**Data in this exercise:**
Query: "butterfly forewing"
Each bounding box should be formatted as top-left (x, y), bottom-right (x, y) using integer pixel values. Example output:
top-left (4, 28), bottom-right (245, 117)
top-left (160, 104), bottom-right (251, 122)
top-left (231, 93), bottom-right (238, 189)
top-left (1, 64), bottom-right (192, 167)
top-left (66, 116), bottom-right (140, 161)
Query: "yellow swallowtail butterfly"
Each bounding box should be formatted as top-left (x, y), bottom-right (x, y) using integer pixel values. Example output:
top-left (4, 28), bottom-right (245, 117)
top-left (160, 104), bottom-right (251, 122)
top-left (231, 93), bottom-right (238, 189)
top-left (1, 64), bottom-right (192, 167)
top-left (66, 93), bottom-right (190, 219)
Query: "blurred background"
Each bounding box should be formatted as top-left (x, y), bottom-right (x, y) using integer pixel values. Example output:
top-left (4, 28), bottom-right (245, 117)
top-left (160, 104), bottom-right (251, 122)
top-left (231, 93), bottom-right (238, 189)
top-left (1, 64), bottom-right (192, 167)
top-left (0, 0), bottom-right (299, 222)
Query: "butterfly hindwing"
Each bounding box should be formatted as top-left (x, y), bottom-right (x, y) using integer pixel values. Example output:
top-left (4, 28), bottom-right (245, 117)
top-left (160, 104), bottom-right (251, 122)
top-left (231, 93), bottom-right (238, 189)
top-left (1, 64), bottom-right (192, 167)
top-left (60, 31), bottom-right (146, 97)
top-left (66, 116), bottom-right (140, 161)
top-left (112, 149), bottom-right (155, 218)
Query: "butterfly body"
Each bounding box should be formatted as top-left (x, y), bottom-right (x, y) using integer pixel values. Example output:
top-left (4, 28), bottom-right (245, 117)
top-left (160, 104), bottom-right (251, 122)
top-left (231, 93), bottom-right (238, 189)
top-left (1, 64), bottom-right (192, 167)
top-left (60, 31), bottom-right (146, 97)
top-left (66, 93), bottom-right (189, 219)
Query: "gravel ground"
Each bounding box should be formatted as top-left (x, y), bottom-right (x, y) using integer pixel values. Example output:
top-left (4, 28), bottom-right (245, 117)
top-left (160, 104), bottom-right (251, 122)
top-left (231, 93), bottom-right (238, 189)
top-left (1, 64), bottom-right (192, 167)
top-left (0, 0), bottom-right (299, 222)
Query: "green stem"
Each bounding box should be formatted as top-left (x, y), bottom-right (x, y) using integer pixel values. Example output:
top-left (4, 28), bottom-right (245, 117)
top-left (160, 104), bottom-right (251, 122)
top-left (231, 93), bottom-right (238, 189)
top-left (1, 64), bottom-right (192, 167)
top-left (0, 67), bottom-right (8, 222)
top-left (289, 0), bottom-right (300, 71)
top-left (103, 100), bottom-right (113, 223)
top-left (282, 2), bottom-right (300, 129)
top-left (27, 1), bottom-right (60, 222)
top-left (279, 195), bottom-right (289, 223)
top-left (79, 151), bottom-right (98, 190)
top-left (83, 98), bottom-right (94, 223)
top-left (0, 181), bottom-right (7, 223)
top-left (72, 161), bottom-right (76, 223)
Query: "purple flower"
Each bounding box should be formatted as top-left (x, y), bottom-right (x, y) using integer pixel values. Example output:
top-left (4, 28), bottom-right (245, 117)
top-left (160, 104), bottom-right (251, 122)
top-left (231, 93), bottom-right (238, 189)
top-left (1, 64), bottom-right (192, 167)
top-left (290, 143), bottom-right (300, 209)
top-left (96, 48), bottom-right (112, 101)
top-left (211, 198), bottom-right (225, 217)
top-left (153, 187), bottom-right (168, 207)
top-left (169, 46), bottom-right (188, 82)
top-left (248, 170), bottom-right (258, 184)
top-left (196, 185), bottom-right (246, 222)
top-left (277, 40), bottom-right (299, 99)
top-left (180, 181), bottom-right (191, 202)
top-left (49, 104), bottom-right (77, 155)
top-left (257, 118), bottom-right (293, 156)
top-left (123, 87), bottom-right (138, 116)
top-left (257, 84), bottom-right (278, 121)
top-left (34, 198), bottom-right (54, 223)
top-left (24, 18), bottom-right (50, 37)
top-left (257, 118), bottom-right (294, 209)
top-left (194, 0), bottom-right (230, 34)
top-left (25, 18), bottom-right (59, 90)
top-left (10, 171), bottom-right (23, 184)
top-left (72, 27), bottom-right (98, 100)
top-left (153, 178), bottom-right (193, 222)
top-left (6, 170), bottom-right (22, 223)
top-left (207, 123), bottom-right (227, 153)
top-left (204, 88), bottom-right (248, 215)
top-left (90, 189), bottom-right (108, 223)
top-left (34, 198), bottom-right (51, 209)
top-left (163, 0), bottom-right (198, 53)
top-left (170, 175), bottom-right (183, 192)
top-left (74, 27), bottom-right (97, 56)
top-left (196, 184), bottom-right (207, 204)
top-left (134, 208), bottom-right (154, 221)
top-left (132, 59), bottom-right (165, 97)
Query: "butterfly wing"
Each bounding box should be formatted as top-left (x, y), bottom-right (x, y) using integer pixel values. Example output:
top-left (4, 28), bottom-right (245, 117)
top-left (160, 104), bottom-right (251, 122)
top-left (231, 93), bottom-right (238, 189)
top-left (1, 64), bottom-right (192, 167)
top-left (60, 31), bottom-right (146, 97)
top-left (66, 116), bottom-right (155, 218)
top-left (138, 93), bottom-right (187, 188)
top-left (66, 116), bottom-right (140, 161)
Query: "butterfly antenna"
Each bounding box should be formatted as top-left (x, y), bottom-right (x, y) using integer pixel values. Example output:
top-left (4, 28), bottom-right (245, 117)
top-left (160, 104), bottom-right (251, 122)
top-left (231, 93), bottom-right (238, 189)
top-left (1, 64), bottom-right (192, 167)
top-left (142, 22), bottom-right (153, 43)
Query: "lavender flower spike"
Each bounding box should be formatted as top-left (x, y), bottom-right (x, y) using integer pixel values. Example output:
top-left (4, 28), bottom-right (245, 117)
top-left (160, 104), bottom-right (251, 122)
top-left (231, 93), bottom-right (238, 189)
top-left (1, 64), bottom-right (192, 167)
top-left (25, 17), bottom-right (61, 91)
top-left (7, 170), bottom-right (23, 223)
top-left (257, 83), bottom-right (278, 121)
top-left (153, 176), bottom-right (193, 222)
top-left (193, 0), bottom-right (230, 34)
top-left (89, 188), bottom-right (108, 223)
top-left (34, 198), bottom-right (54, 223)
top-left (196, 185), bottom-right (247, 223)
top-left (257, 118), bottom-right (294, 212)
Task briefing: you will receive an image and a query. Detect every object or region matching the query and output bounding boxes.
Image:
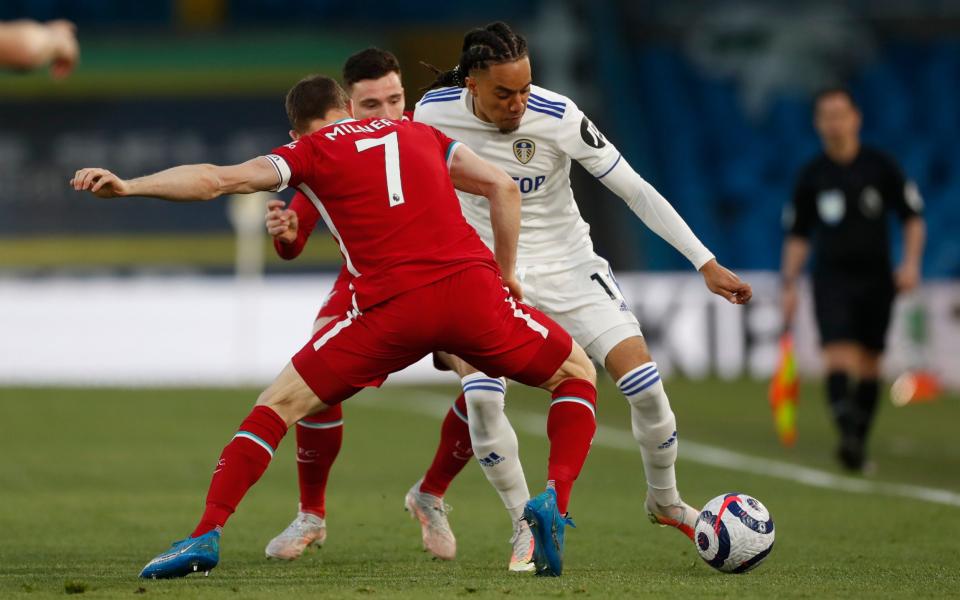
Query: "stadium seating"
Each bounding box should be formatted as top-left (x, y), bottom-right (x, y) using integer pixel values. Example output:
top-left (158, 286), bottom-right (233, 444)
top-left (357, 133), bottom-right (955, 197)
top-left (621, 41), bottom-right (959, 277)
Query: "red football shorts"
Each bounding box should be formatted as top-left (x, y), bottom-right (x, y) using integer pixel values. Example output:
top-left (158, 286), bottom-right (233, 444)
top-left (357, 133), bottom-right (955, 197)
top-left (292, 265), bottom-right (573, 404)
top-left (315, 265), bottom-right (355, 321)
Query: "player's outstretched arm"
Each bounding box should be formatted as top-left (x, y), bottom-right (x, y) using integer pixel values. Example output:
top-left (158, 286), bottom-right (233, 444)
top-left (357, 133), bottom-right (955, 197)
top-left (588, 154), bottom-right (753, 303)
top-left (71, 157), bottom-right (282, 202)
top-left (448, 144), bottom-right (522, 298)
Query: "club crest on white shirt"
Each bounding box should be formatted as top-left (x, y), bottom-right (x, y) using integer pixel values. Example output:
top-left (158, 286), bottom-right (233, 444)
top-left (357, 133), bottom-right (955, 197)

**Action item:** The listing above must be repeated exactly, apart from the pictures.

**Solution for this problem:**
Query: "butterfly forewing"
Each bounding box should be formatted as top-left (x, y), bottom-right (x, y) using integer pixel values. Example output:
top-left (4, 28), bottom-right (245, 117)
top-left (160, 104), bottom-right (251, 122)
top-left (231, 93), bottom-right (238, 189)
top-left (1, 64), bottom-right (192, 167)
top-left (66, 116), bottom-right (140, 161)
Query: "yellow swallowtail butterfly"
Each bounding box should be formatted as top-left (x, y), bottom-right (x, y) using integer pixel values. Example output:
top-left (4, 28), bottom-right (245, 117)
top-left (160, 104), bottom-right (251, 122)
top-left (231, 93), bottom-right (238, 189)
top-left (1, 64), bottom-right (192, 167)
top-left (66, 93), bottom-right (190, 219)
Query: "blurred background"
Each bounding box should be formatted as top-left (x, y), bottom-right (x, y) using integer pixel values. Example output:
top-left (4, 28), bottom-right (245, 117)
top-left (160, 104), bottom-right (251, 122)
top-left (231, 93), bottom-right (238, 189)
top-left (1, 64), bottom-right (192, 167)
top-left (0, 0), bottom-right (299, 222)
Query: "butterfly hindwing"
Each bounding box should be formatted as top-left (x, y), bottom-right (x, y) using integer pixel values. Example output:
top-left (4, 28), bottom-right (245, 117)
top-left (160, 104), bottom-right (251, 122)
top-left (231, 93), bottom-right (238, 189)
top-left (1, 64), bottom-right (192, 167)
top-left (60, 31), bottom-right (146, 97)
top-left (66, 116), bottom-right (140, 161)
top-left (112, 149), bottom-right (155, 218)
Query: "butterfly body"
Each bounding box should be formatted as top-left (x, y), bottom-right (x, y) using integer pixel values. Example output:
top-left (4, 28), bottom-right (245, 117)
top-left (160, 104), bottom-right (251, 122)
top-left (231, 93), bottom-right (238, 189)
top-left (1, 64), bottom-right (192, 167)
top-left (60, 31), bottom-right (146, 97)
top-left (66, 93), bottom-right (189, 219)
Query: "gravel ground"
Each bounding box should be formatted as top-left (x, y), bottom-right (x, y) using integer pixel values. Example output:
top-left (4, 28), bottom-right (245, 117)
top-left (160, 104), bottom-right (251, 122)
top-left (231, 93), bottom-right (238, 189)
top-left (1, 64), bottom-right (192, 167)
top-left (0, 0), bottom-right (299, 222)
Query: "green stem"
Each bounding box should be formatted as top-left (x, y), bottom-right (x, y) using integer pixel values. Example output:
top-left (4, 28), bottom-right (245, 117)
top-left (160, 104), bottom-right (251, 122)
top-left (231, 93), bottom-right (238, 189)
top-left (1, 64), bottom-right (192, 167)
top-left (0, 67), bottom-right (8, 222)
top-left (289, 0), bottom-right (300, 71)
top-left (103, 100), bottom-right (113, 223)
top-left (282, 2), bottom-right (300, 129)
top-left (27, 1), bottom-right (60, 222)
top-left (279, 195), bottom-right (289, 223)
top-left (79, 151), bottom-right (98, 190)
top-left (83, 98), bottom-right (94, 223)
top-left (0, 181), bottom-right (7, 223)
top-left (72, 161), bottom-right (76, 223)
Query: "purple flower"
Each bounding box should be formatted as top-left (x, y), bottom-right (x, y) using integer pixel values. Example output:
top-left (4, 28), bottom-right (245, 117)
top-left (160, 104), bottom-right (251, 122)
top-left (231, 93), bottom-right (238, 189)
top-left (1, 64), bottom-right (192, 167)
top-left (290, 143), bottom-right (300, 209)
top-left (96, 48), bottom-right (112, 101)
top-left (211, 198), bottom-right (225, 217)
top-left (153, 187), bottom-right (168, 207)
top-left (169, 46), bottom-right (188, 82)
top-left (248, 170), bottom-right (258, 184)
top-left (196, 185), bottom-right (246, 222)
top-left (277, 40), bottom-right (299, 99)
top-left (180, 181), bottom-right (191, 202)
top-left (49, 104), bottom-right (77, 155)
top-left (257, 118), bottom-right (293, 156)
top-left (123, 87), bottom-right (138, 116)
top-left (257, 84), bottom-right (278, 121)
top-left (34, 198), bottom-right (54, 223)
top-left (24, 18), bottom-right (50, 37)
top-left (257, 118), bottom-right (294, 209)
top-left (194, 0), bottom-right (230, 34)
top-left (25, 18), bottom-right (59, 90)
top-left (10, 171), bottom-right (23, 184)
top-left (72, 27), bottom-right (98, 100)
top-left (153, 178), bottom-right (193, 222)
top-left (6, 170), bottom-right (22, 223)
top-left (207, 123), bottom-right (227, 153)
top-left (204, 88), bottom-right (248, 215)
top-left (90, 189), bottom-right (108, 223)
top-left (34, 198), bottom-right (51, 209)
top-left (163, 0), bottom-right (198, 53)
top-left (170, 175), bottom-right (183, 192)
top-left (74, 27), bottom-right (97, 56)
top-left (196, 184), bottom-right (207, 204)
top-left (134, 208), bottom-right (154, 221)
top-left (132, 59), bottom-right (165, 97)
Query: "butterfly wing"
Each bounding box should be formatted as top-left (x, y), bottom-right (x, y) using integer pixel values. Example output:
top-left (4, 28), bottom-right (245, 117)
top-left (160, 104), bottom-right (251, 122)
top-left (231, 93), bottom-right (238, 189)
top-left (1, 64), bottom-right (192, 167)
top-left (60, 31), bottom-right (146, 97)
top-left (66, 116), bottom-right (155, 218)
top-left (138, 93), bottom-right (187, 188)
top-left (66, 116), bottom-right (140, 161)
Query: "butterfly antenna"
Each bounding box should be formatted as top-left (x, y), bottom-right (x, y) using integer pixel values. Example output:
top-left (4, 28), bottom-right (245, 117)
top-left (160, 104), bottom-right (251, 122)
top-left (231, 93), bottom-right (238, 189)
top-left (1, 64), bottom-right (192, 167)
top-left (142, 22), bottom-right (153, 43)
Query: "lavender flower spike"
Each bounding box should be formatted as top-left (x, y), bottom-right (x, y) using integer pixel values. Example output:
top-left (4, 28), bottom-right (245, 117)
top-left (160, 104), bottom-right (251, 122)
top-left (231, 93), bottom-right (238, 189)
top-left (1, 64), bottom-right (192, 167)
top-left (25, 17), bottom-right (61, 91)
top-left (7, 170), bottom-right (23, 223)
top-left (257, 83), bottom-right (278, 121)
top-left (153, 176), bottom-right (193, 222)
top-left (193, 0), bottom-right (230, 34)
top-left (89, 188), bottom-right (108, 223)
top-left (34, 198), bottom-right (54, 223)
top-left (196, 185), bottom-right (247, 223)
top-left (257, 118), bottom-right (294, 212)
Task briefing: you will receive an image and a query. Detect every object or region matching the query and output bounding boxes.
Image:
Query: "stadium seating"
Each bounding box should be formatted as top-left (x, y), bottom-right (x, y) using integer pixel values. Example output:
top-left (158, 286), bottom-right (233, 444)
top-left (357, 133), bottom-right (955, 197)
top-left (621, 41), bottom-right (959, 277)
Query: "red football shorts"
Each bounding box should be formatted as top-left (x, y), bottom-right (x, y) using integer pixel values. Example output:
top-left (158, 286), bottom-right (233, 444)
top-left (357, 133), bottom-right (955, 197)
top-left (292, 265), bottom-right (573, 404)
top-left (315, 265), bottom-right (355, 321)
Query: "player's outstretched arm"
Each bounding box should be formatted as top-left (x, y), bottom-right (x, y) using integer pixel values. Example output:
top-left (158, 286), bottom-right (233, 444)
top-left (357, 133), bottom-right (955, 197)
top-left (588, 154), bottom-right (753, 303)
top-left (71, 157), bottom-right (282, 202)
top-left (448, 144), bottom-right (522, 298)
Query: "club crest on white shirt"
Each bounding box should be formatted as top-left (x, y), bottom-right (x, y) using integer pixel values. Example output:
top-left (158, 286), bottom-right (233, 444)
top-left (357, 133), bottom-right (955, 197)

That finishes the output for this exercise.